* Arbeitsauftrag *
Setzen Sie die Filmbesprechung zu „Red One – Alarmstufe Weihnachten“ im Anschluss an ihren letzten Satz fort.

* Vorliegender Text *
Nichts davon ist wirklich neu oder tiefgehend und selbst die spärlich angebrachte Konsumkritik erscheint bei einem vom Onlineversand-Riesen Amazon produzierten Film mehr wie ein oberflächliches Klischee, denn ernst gemeint. Doch es rundet die Geschichte merklich ab, die viel Tempo bietet und sich stets dessen bewusst ist, was sie ist und sein will, anstatt einen größeren Anspruch an sich oder das Publikum zu erheben. Dass die riesige Siedlung von Santa Claus und seinen teils menschlich anmutenden, teils anthropomorphen oder gar vollkommen fantasyartigen Gehilfen am Nordpol aussieht, wie das Wakanda aus dem Marvel Cinematic Universe im Winter, stört dabei nicht. Wobei es mit der im Zentrum befindlichen Holzhütte des Weihnachtsmannes einen ebenso kritisierenswerten Kontrast darstellt, wie der ursprüngliche Gedanke von Weihnachten und dem, was in der heutigen Zeit daraus geworden ist. Was jedoch störend auffällt, ist der Umstand, dass Vieles in Red One – Alarmstufe Weihnachten aussieht, als entstamme es einem bei weitem nicht mehr aktuellen Videospiel. Die vielen, vielen computergenerierten Trickeffekte sind so offensichtlich und in zahlreichen Momenten unübersehbar nicht mehr zeitgemäß, dass sie merklich an der Atmosphäre der Geschichte nagen.
Dass das Finale kaum reale Figuren enthält und damit vom menschlichen Kern der Story entrückt ist, fällt nur deshalb kaum ins Gewicht, da man auf Grund der schnellen Schnitte und der unwirklichen Bilder kaum erkennt, was geschieht. Hier wiederholt sich, was Kasdans Jumanji-Filme ebenfalls geplagt hat. Sieht man darüber hinweg und lässt sich von der Geschichte treiben, bietet die moderne Weihnachtsmär durchaus Unterhaltung. Keine wirklich nachhaltige, aber auch nicht derart stark überzuckert, wie Hollywood es bereits oft versucht hat.

* Bereitgestellte Zeilen *
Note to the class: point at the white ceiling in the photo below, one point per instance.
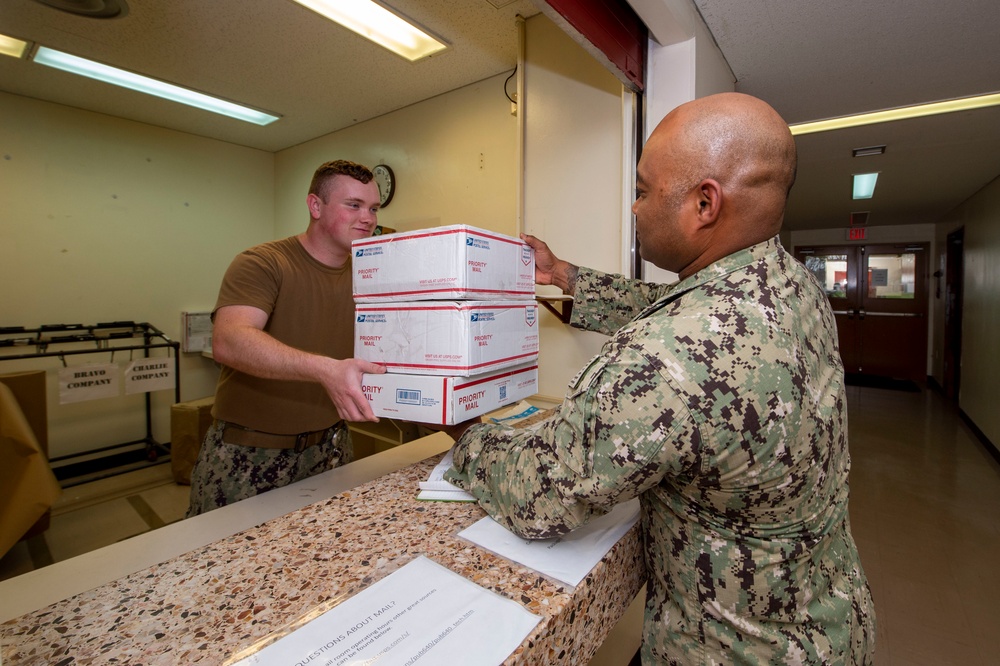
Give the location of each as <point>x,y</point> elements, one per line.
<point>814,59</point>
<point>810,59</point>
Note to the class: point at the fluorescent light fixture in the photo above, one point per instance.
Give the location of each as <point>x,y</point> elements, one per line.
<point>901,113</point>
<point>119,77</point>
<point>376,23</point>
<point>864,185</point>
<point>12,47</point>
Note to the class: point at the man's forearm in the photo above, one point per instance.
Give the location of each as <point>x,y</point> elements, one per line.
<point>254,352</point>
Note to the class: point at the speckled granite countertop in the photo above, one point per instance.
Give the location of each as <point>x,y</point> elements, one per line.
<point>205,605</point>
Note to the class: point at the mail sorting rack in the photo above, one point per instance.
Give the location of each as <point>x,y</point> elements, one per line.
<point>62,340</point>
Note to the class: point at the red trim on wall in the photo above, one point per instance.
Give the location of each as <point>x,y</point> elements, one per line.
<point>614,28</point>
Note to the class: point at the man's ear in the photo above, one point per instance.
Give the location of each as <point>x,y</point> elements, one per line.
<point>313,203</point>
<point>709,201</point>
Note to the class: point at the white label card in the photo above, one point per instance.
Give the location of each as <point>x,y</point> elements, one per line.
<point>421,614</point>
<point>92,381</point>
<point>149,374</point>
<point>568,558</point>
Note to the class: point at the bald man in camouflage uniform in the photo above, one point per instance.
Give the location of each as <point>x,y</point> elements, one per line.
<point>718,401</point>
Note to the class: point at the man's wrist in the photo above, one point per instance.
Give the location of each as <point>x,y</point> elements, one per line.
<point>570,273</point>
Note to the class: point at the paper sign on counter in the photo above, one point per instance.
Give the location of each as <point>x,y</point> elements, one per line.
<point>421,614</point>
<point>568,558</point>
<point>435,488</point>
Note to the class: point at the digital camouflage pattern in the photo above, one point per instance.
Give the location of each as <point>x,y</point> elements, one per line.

* * *

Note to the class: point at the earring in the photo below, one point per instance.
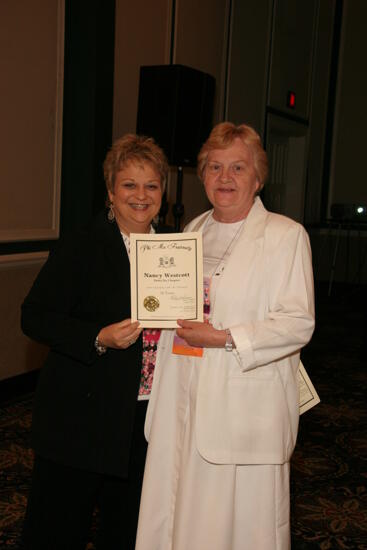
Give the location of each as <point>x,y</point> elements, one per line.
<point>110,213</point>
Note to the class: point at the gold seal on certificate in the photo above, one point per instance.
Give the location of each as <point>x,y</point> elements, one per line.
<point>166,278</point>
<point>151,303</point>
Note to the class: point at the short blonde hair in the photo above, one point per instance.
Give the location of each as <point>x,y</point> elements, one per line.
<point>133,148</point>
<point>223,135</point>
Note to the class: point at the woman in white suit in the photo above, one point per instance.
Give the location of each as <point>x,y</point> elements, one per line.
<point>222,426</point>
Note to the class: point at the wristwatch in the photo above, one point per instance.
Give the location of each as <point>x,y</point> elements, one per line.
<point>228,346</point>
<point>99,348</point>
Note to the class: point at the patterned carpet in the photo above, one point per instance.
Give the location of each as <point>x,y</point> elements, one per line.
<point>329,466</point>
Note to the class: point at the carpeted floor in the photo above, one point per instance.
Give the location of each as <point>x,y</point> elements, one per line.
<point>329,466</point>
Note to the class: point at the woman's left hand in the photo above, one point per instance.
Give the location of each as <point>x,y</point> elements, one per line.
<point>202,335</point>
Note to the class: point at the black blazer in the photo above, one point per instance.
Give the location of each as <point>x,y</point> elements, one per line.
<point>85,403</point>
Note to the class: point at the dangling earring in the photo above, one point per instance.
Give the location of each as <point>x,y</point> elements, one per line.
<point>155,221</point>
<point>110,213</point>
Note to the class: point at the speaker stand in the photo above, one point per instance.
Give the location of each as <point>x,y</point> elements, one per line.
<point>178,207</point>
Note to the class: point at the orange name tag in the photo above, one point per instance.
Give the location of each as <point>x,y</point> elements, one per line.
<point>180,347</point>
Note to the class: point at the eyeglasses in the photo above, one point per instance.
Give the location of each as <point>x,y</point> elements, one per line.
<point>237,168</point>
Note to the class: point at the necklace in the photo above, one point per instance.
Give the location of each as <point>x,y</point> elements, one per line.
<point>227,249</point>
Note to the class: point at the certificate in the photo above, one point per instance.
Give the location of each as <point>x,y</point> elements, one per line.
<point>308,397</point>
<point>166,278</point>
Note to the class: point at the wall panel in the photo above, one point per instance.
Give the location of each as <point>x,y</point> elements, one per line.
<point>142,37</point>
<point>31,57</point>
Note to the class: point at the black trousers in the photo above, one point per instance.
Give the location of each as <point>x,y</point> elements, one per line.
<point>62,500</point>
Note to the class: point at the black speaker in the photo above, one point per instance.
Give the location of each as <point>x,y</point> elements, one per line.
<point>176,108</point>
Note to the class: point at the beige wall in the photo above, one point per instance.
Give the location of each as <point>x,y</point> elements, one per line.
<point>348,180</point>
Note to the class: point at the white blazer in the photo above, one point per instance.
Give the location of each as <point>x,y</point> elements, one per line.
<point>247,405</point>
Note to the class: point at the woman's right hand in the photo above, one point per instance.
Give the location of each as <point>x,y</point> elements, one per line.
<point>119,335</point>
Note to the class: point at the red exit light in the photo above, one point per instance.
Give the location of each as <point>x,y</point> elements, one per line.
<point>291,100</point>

* Lösung *
Fazit:
Wäre es nicht toll, würde der Weihnachtsmann tatsächlich existieren? Wenn es eine Organisation gäbe, die seine Geheimhaltung sicherstellt, und sämtliche Regierungen der Welt eingeweiht wären, den bärtigen Mann sogar mit militärischem Geleit auf seinem fliegenden Rentierschlitten eskortieren würden? Die Ausgangslage von Jake Kasdans Erzählung klingt so überzogen wie naiv und doch besitzt die Geschichte selbst dann spürbar Herz, wenn der Verlauf nicht allzu überrascht. Dabei ist die Story erstaunlich komplex wie detailreich und auch mystisch, die Dialoge nicht so oberflächlich, wie sie scheinen. Selbst wenn nichts hiervon wichtig sein mag, die Stimmung ist gelungen und die weihnachtlichen Aussagen treffen durchaus den Nagel auf den Kopf. Dem gegenüber sehen die allermeisten Trickeffekte nicht nur nicht echt aus, sie sehen schlicht furchtbar aus, so dass man sich doch fragt, ob es nicht besser gewesen wäre, die Geschichte als reinen Animationsfilm zum Leben zu erwecken. Ungeachtet dessen ist Red One – Alarmstufe Weihnachten bei weitem kein Weihnachtsklassiker, nicht einmal im entferntesten. Aber dank der sympathischen Besetzung ist das Abenteuer durchaus ein Spaß für Kinder und solche, die es im Herzen geblieben sind. Passend zur richtigen Jahreszeit.